● **Data to process**:
^^^^^^^^^^^^^^^^
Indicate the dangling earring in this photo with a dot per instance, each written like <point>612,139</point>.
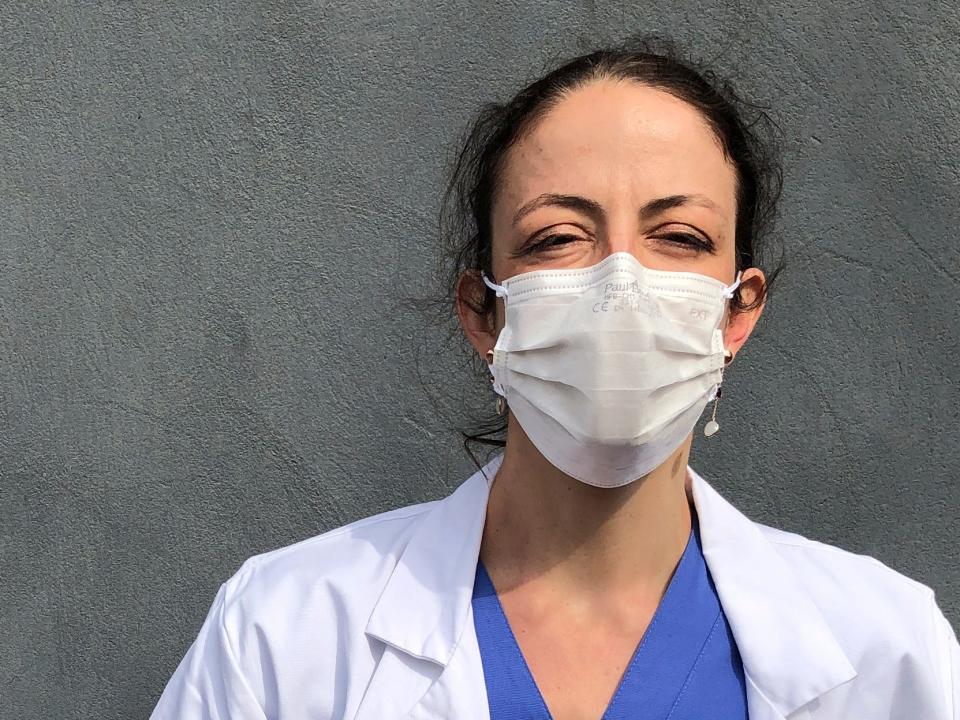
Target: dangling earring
<point>712,426</point>
<point>501,401</point>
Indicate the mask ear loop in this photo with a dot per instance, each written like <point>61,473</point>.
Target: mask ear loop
<point>713,426</point>
<point>728,290</point>
<point>500,290</point>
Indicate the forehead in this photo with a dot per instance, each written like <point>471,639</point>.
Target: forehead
<point>619,140</point>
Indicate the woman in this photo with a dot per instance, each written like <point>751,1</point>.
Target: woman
<point>586,571</point>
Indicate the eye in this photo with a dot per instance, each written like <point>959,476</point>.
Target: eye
<point>687,240</point>
<point>551,241</point>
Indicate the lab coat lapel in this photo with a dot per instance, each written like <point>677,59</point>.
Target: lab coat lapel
<point>789,653</point>
<point>431,668</point>
<point>424,613</point>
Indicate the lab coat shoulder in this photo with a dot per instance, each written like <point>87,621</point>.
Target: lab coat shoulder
<point>289,624</point>
<point>889,625</point>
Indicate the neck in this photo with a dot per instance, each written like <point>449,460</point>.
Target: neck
<point>545,526</point>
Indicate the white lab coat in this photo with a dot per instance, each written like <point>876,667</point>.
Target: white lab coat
<point>373,621</point>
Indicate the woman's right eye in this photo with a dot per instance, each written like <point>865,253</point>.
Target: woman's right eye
<point>551,241</point>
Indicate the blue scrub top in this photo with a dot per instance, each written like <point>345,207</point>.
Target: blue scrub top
<point>686,665</point>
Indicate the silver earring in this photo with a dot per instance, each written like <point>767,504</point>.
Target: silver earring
<point>710,429</point>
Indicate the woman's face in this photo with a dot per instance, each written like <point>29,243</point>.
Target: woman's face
<point>618,166</point>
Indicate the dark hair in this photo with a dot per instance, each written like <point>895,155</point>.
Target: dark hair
<point>744,130</point>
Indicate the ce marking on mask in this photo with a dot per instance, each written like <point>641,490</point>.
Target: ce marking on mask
<point>626,297</point>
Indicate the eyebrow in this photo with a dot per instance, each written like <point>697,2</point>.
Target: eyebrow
<point>594,210</point>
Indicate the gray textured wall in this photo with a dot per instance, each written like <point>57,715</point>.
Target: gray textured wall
<point>208,213</point>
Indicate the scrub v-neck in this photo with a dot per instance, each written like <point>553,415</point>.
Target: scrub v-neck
<point>686,665</point>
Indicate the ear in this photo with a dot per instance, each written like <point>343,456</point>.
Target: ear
<point>481,330</point>
<point>740,323</point>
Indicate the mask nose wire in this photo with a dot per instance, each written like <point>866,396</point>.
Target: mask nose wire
<point>500,290</point>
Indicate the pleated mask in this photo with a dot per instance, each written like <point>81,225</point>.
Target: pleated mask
<point>608,368</point>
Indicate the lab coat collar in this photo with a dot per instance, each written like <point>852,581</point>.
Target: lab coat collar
<point>789,654</point>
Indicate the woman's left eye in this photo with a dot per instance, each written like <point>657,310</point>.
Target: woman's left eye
<point>687,240</point>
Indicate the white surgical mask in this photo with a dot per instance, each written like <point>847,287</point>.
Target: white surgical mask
<point>608,368</point>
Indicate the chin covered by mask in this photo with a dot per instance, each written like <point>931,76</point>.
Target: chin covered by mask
<point>608,368</point>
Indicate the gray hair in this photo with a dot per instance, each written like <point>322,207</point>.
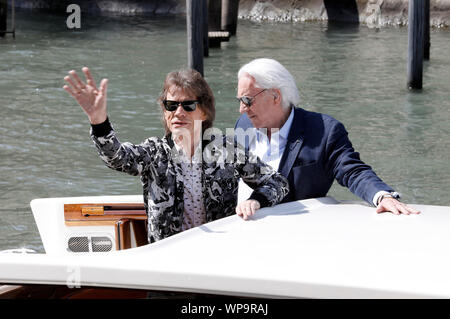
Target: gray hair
<point>270,74</point>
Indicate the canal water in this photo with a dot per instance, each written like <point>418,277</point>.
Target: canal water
<point>355,74</point>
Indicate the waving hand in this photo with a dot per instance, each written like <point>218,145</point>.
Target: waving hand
<point>91,99</point>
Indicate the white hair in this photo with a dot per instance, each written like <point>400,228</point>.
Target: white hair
<point>270,74</point>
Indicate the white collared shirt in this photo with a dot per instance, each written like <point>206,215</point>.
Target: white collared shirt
<point>271,153</point>
<point>194,210</point>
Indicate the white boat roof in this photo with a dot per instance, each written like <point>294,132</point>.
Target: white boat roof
<point>316,248</point>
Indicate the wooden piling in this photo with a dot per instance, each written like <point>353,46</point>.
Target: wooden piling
<point>427,43</point>
<point>3,17</point>
<point>195,29</point>
<point>416,19</point>
<point>230,10</point>
<point>204,4</point>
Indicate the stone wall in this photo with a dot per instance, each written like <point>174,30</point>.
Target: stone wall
<point>373,13</point>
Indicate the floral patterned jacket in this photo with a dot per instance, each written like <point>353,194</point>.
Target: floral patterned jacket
<point>155,161</point>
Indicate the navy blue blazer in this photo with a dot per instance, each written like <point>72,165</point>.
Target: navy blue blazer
<point>317,152</point>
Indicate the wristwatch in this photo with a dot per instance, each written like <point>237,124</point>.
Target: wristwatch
<point>394,195</point>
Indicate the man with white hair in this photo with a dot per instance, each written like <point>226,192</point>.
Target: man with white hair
<point>310,149</point>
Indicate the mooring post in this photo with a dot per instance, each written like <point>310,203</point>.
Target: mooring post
<point>195,29</point>
<point>427,43</point>
<point>3,17</point>
<point>230,10</point>
<point>204,4</point>
<point>415,43</point>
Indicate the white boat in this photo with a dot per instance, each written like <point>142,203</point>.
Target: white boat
<point>315,248</point>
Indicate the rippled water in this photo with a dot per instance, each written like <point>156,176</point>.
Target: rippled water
<point>356,74</point>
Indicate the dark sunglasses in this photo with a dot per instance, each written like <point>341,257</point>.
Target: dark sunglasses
<point>248,100</point>
<point>188,106</point>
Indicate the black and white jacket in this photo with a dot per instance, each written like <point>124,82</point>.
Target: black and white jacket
<point>156,162</point>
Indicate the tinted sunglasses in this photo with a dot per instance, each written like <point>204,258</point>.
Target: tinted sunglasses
<point>188,106</point>
<point>248,100</point>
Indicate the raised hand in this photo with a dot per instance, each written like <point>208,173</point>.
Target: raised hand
<point>91,99</point>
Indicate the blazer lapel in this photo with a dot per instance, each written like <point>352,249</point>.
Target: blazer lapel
<point>294,143</point>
^^^^^^^^^^^^^^^^
● **Required work**: Please set down each line of the data above exactly as written, without the pictures.

● **Answer to this exercise**:
Indicate the dangling earring in this photo with a dot per instance, each written like <point>612,139</point>.
Target: dangling earring
<point>712,426</point>
<point>501,401</point>
Indicate the mask ear loop in this photo with a dot per instance, each written like <point>61,473</point>.
Target: mask ear loop
<point>713,426</point>
<point>728,290</point>
<point>500,290</point>
Indicate the forehead in this photo with a dot per instance, each written like <point>471,639</point>.
Target: forehead
<point>619,140</point>
Indicate the woman in this photo with a dot per instance, each written like <point>751,1</point>.
Target: woman
<point>586,571</point>
Indicate the eye in this photo with a dot per instance, each written like <point>959,476</point>.
Target: eye
<point>687,240</point>
<point>551,241</point>
Indicate the lab coat lapel in this photo with a dot per instance, each written like <point>677,59</point>.
Target: lab coat lapel
<point>789,653</point>
<point>431,668</point>
<point>424,613</point>
Indicate the lab coat shoulder in this photo with a dot per instance, each written like <point>87,621</point>.
Target: lab coat shoulder
<point>289,624</point>
<point>889,625</point>
Indicate the neck in this photo with a dot per instance, each written like <point>449,460</point>.
Target: neck
<point>545,526</point>
Indicate the white lab coat in this photo with a dot per instance, each written like <point>876,667</point>.
Target: white lab coat
<point>373,621</point>
Indicate the woman's right eye in this photo with a dot per instance, each written like <point>865,253</point>.
Target: woman's right eye
<point>551,241</point>
Indicate the blue scrub top in this photo with a dot per instance, each written like <point>345,207</point>.
Target: blue scrub top
<point>686,665</point>
Indicate the silver earring in this photo with a dot per instance, each written like <point>767,504</point>.
Target: silver earring
<point>710,429</point>
Indicate the woman's face in this photo with a dot per instance, each written like <point>29,243</point>.
Target: woman's face
<point>618,166</point>
Indicate the dark hair in this photo with a dot per instance, each written like <point>895,155</point>.
Target: dark hair
<point>744,130</point>
Indicate the ce marking on mask in this photo with a dot per instance, each written like <point>641,490</point>.
Target: ce marking on mask
<point>626,297</point>
Indicate the eyebrow in this photo with a dot per instance, each written like <point>697,2</point>.
Target: eyebrow
<point>594,210</point>
Indicate the gray textured wall in this photo with a dot per instance, each written like <point>57,715</point>.
Target: gray textured wall
<point>208,213</point>
Indicate the scrub v-neck in this photo with a dot per instance, each written like <point>553,415</point>.
Target: scrub v-neck
<point>686,665</point>
Indicate the ear in this photo with a dot per instance, each written like <point>343,456</point>.
Target: ear
<point>481,330</point>
<point>740,323</point>
Indicate the mask nose wire in this photo with a dot per instance, each written like <point>866,396</point>.
Target: mask nose wire
<point>500,290</point>
Indicate the pleated mask in this photo with a dot per instance, each written like <point>81,225</point>.
Target: pleated mask
<point>608,368</point>
Indicate the lab coat collar in this photo with a dot per instance, each written like <point>852,581</point>.
Target: lab coat collar
<point>789,654</point>
Indicate the woman's left eye in this photo with a dot per instance, each written like <point>657,310</point>.
Target: woman's left eye
<point>687,240</point>
Indicate the white surgical mask in this photo with a dot per instance, each written like <point>847,287</point>.
Target: white surgical mask
<point>608,368</point>
Indicate the chin covered by mask in this photo with a dot per instance, each written like <point>931,76</point>.
Target: chin covered by mask
<point>608,368</point>
Indicate the gray hair in this photo with a dot per instance, each written like <point>322,207</point>.
Target: gray hair
<point>270,74</point>
Indicate the canal water in this photo with a dot per instance, each written like <point>418,277</point>.
Target: canal water
<point>355,74</point>
Indicate the waving hand in this photo with a dot per instance, each written like <point>218,145</point>.
Target: waving hand
<point>91,99</point>
Indicate the white hair in this photo with a dot per instance, each written like <point>400,228</point>.
Target: white hair
<point>270,74</point>
Indicate the white collared shirt in this photo with a dot per instance, each written like <point>206,215</point>.
Target: white collared shirt
<point>271,153</point>
<point>194,210</point>
Indicate the white boat roof in this photo with a dot per instance, each written like <point>294,132</point>.
Target: white boat roof
<point>316,248</point>
Indicate the wooden piling in this photo with a dot per instance, each written like <point>353,46</point>.
Target: wooden piling
<point>427,43</point>
<point>3,17</point>
<point>195,29</point>
<point>416,19</point>
<point>230,10</point>
<point>204,4</point>
Indicate the stone wall in this photo with a dot per instance, each written like <point>174,30</point>.
Target: stone wall
<point>373,13</point>
Indicate the floral patterned jacket in this photo with a dot per instance, each written like <point>353,194</point>.
Target: floral patterned jacket
<point>155,161</point>
Indicate the navy blue blazer in this photo with a dot per instance, each written like <point>72,165</point>.
Target: navy blue blazer
<point>317,152</point>
Indicate the wristwatch in this photo with a dot per instance, each written like <point>237,124</point>.
Target: wristwatch
<point>394,195</point>
Indicate the man with white hair in this photo with a dot per instance, each written like <point>226,192</point>.
Target: man with white hair
<point>310,149</point>
Indicate the mooring post in this photo with a dot per instance, each written like <point>310,203</point>.
Target: mooring post
<point>195,29</point>
<point>427,43</point>
<point>3,17</point>
<point>230,10</point>
<point>204,4</point>
<point>415,43</point>
Indicate the white boat in this photo with a dot per instance, each written like <point>142,203</point>.
Target: white boat
<point>315,248</point>
Indicate the rippled water in this photo with a dot per instance, each written like <point>156,176</point>.
Target: rippled water
<point>356,74</point>
Indicate the dark sunglasses in this photo with a dot per instance, each written like <point>341,257</point>.
Target: dark sunglasses
<point>248,100</point>
<point>188,106</point>
Indicate the black and white jacket in this photo with a dot per instance, each written like <point>124,82</point>.
Target: black and white jacket
<point>156,162</point>
Indicate the tinted sunglasses in this photo with a dot per instance, each written like <point>204,258</point>.
Target: tinted sunglasses
<point>188,106</point>
<point>248,100</point>
Indicate the raised hand in this photo with a dot per instance, each written like <point>208,173</point>.
Target: raised hand
<point>91,99</point>
Indicate the blazer lapel in this photo with a dot per instance, each written like <point>352,249</point>.
Target: blazer lapel
<point>294,143</point>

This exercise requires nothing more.